** ПРЕДОСТАВЛЕННЫЙ ОТРЫВОК **

--------------------------------

Однако в дружеских укорах была доля истины. Чехов, когда-то сменивший московский круг «газетчиков» и авторов юмористических журнальчиков на петербургскую литературную среду, теперь незаметно уходил из нее. Увлеченность Чехова «стариками» (Григоровичем, Плещеевым, Полонским) словно истощалась. Имело значение всё: возраст, местожительство (они в столице, он — в Москве), разница в темпераментах. А главное, может быть — интенсивность его скрытой душевной жизни.
Интерес, который питал взаимоотношения иных людей годами, Чехов исчерпывал быстро. Ему становилось неинтересно, даже скучно. Если это только не была душевная привязанность, как, допустим, к Левитану, Шехтелю, Короленко, Коробову, Россолимо. С ними он мог встречаться редко, но так, будто и не расставался. Эта особенность натуры Чехова обнаруживалась в переписке с Билибиным, Баранцевичем, Киселевой. В некоторых современниках она порождала обиду. Им казалось, что внешне по-прежнему доброжелательный Чехов на самом деле холоден с ними. Они искали причины и ошибались, потому что исходили из банальной житейской логики.

--------------------------------

** ПУНКТЫ НАБОРА ДАННЫХ **
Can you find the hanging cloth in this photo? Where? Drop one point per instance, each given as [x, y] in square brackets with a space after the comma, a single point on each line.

--------------------------------

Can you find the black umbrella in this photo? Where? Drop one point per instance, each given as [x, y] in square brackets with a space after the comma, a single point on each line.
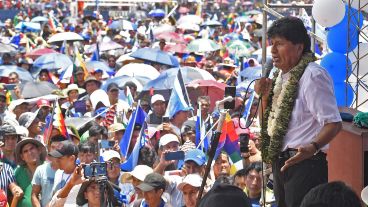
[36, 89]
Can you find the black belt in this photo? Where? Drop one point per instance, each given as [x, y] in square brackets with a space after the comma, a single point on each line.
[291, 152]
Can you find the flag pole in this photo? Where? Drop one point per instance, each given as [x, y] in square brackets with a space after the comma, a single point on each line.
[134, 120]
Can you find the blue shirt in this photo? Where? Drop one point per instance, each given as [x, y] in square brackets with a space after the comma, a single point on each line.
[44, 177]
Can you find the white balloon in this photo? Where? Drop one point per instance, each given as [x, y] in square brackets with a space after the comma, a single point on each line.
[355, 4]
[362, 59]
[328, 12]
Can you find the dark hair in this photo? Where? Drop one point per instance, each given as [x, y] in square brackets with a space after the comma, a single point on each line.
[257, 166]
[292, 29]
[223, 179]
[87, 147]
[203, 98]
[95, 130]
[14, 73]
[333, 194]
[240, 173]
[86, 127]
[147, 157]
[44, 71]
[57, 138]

--------------------------------

** РАБОТА С ТЕКСТОМ **
1. Кого отрывок о Чехове называет людьми, к которым Чехов питал душевную привязанность? Перечислите всех.
2. Как перевести на английский язык предложение из отрывка о Чехове: «Ему становилось неинтересно, даже скучно.»?
3. В каком городе, согласно отрывку о Чехове, жил Чехов, когда «старики» жили в столице?

** ОТВЕТЫ К ЗАДАНИЯМ **
1. Левитан, Шехтель, Короленко, Коробов, Россолимо.

2. He would find it uninteresting, even boring.

3. В Москве.